Work to be completed = Return the entries in full, exactly as written.

Extracted records =
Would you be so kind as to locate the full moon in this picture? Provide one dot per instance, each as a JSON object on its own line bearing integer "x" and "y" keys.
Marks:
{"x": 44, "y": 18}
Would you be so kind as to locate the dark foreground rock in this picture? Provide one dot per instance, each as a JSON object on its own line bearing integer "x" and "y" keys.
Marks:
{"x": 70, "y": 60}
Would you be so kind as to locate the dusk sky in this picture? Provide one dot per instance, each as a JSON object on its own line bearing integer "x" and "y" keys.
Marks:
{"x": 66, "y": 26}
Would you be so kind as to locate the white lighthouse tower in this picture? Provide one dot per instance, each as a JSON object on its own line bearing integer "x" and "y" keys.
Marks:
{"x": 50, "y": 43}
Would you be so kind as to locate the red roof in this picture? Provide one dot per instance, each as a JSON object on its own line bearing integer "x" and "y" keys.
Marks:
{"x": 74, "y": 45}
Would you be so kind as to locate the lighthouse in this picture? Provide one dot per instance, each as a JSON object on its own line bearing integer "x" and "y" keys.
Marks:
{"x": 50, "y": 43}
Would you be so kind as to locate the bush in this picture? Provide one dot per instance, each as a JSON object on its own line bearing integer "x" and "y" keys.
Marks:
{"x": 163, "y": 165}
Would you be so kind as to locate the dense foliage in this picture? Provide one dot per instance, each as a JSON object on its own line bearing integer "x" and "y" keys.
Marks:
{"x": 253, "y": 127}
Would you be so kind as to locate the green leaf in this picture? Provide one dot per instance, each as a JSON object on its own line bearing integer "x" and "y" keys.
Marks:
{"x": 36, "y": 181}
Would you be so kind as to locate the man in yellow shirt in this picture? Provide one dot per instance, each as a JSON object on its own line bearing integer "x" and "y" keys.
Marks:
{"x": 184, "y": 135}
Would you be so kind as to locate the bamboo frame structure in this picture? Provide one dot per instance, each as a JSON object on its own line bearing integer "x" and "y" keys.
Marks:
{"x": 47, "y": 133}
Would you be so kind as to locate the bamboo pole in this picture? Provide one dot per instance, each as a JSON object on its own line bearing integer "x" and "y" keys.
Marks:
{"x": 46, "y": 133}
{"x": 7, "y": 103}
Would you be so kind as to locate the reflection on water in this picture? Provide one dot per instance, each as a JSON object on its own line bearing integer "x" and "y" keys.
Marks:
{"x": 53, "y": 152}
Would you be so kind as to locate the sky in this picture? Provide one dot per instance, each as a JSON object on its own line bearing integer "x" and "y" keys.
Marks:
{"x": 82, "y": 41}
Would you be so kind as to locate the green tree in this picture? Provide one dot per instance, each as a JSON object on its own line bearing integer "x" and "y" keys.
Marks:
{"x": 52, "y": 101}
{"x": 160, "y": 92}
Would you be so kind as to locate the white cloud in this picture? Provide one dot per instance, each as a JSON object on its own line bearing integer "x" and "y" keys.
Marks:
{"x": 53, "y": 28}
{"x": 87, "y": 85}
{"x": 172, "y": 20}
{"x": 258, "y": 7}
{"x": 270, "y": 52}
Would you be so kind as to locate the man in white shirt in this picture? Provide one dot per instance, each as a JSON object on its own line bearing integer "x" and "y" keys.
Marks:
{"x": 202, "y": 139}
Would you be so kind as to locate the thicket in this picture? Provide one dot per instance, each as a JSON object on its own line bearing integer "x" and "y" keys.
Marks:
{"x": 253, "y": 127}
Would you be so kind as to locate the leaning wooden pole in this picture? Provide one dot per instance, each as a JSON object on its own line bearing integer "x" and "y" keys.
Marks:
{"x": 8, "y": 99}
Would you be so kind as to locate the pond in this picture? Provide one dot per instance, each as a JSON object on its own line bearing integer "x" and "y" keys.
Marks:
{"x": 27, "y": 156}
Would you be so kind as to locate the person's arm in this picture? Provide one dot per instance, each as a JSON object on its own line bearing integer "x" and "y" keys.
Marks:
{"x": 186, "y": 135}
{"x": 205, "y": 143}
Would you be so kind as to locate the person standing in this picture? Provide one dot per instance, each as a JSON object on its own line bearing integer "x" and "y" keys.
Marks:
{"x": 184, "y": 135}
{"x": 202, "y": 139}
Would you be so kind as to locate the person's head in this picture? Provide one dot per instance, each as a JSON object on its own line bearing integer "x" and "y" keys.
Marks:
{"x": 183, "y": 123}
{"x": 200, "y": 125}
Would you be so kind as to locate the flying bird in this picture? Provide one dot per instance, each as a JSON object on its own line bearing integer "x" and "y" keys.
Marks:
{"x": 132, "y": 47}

Reply to the exercise =
Would you be so kind as to locate the full moon in this picture? Provide one dot per instance, each as a JSON object on its own line bearing integer "x" and "y" keys.
Marks:
{"x": 44, "y": 18}
Would you be so kind as to locate the dark foreground rock in this picture? Provide one dot per instance, each as a JSON object on its own line bearing integer "x" and "y" keys.
Marks:
{"x": 70, "y": 60}
Would you be so kind as to locate the dusk sky in this picture? Provide one dot per instance, each as a JSON object on its own line bearing integer "x" and "y" keys.
Marks:
{"x": 66, "y": 26}
Would you be so kind as to locate the white lighthouse tower in this picture? Provide one dot per instance, each as a JSON object on its own line bearing integer "x" and "y" keys.
Marks:
{"x": 50, "y": 43}
Would you be so kind as to locate the red roof in this picture? Provide one dot per instance, each as a JSON object on its own line bearing integer "x" and "y" keys.
Marks:
{"x": 74, "y": 45}
Would you be so kind as to locate the lighthouse in this picture? Provide one dot per instance, each as a JSON object on its own line bearing integer "x" and "y" keys.
Marks:
{"x": 50, "y": 43}
Would you be so kind as to locate the bush in this picture? Provide one dot per instance, each as a JSON object on its own line bearing integer "x" and "y" keys.
Marks:
{"x": 163, "y": 165}
Would you be so kind as to locate the dense foliage in this picture? Provide one dot per instance, each as a JSON object on its own line bearing integer "x" and "y" keys.
Marks:
{"x": 253, "y": 127}
Would you be so kind as to locate the green leaf in this picture? Provide one dot per instance, each as a JSON object on its own line bearing integer "x" and "y" keys.
Marks:
{"x": 36, "y": 181}
Would you be so kind as to locate the man in yellow shirt in this picture? Provide one dot per instance, each as a JSON object on its own line bearing integer "x" and "y" keys.
Marks:
{"x": 184, "y": 135}
Would you be so kind as to locate the bamboo frame structure in this picture? Provide one dot per instance, each as a JSON object on its own line bearing integer "x" and "y" keys.
Marks:
{"x": 47, "y": 133}
Would you be so kind as to locate the bamboo pole in this picture? Provide one dot per instance, each as a JSON object on its own line bearing integer "x" and "y" keys.
Marks:
{"x": 46, "y": 133}
{"x": 7, "y": 103}
Would you be so kind as to locate the reflection on water in this picture? Provide one dot per instance, each as a JSON object on its own line bearing integer "x" and "y" keys.
Marks:
{"x": 53, "y": 152}
Would you be so kind as to locate the sky in this picture? Provide one dot per instance, each as a JSON object on its own line bearing integer "x" and "y" keys.
Marks:
{"x": 82, "y": 41}
Would you be so kind as to locate the green tree in this picture? Provide one dot per instance, each as a JSON object on its own line bearing integer "x" and "y" keys.
Marks:
{"x": 52, "y": 101}
{"x": 160, "y": 92}
Would you be so kind as to locate the white cloud in this picture? Provide one dot per instance, each as a JSON object on its own line bearing integer "x" and "y" keys.
Marks:
{"x": 53, "y": 28}
{"x": 87, "y": 85}
{"x": 172, "y": 20}
{"x": 258, "y": 7}
{"x": 270, "y": 52}
Would you be so kind as to locate the man in white shirt in this picture? Provide one dot per instance, each as a JSON object on its own line bearing integer "x" and "y" keys.
Marks:
{"x": 202, "y": 139}
Would you be so kind as to locate the thicket in this picture? Provide one dot per instance, each as a JSON object on its own line bearing integer "x" and "y" keys.
Marks:
{"x": 253, "y": 127}
Would you be so kind as to locate the leaning wooden pole in this picture? Provide one dot per instance, each as a JSON object on its own line bearing integer "x" and "y" keys.
Marks:
{"x": 8, "y": 99}
Would you be so kind as to locate the pond in this picture? Provide one dot per instance, each as a JSON object on its own line bearing integer "x" and "y" keys.
Marks:
{"x": 27, "y": 156}
Would you be so kind as to locate the person's arm in this picture? Provide one dot per instance, each as a JSON object on its own line bearing integer "x" and "y" keys.
Marks:
{"x": 186, "y": 135}
{"x": 205, "y": 143}
Would you be so kind as to locate the person standing in this picture? Provide one dot per instance, each as a JSON object on its own line bearing integer "x" and "y" keys.
Marks:
{"x": 184, "y": 135}
{"x": 202, "y": 139}
Would you be so kind as to locate the person's head in this picture? Provide one dot per instance, each as a JSON object on its own line bearing integer "x" and "y" keys.
Marks:
{"x": 183, "y": 123}
{"x": 200, "y": 125}
Would you be so kind as to locate the flying bird in this picture? Provide one dot per instance, each as a JSON object on its own line bearing integer "x" and "y" keys.
Marks:
{"x": 132, "y": 47}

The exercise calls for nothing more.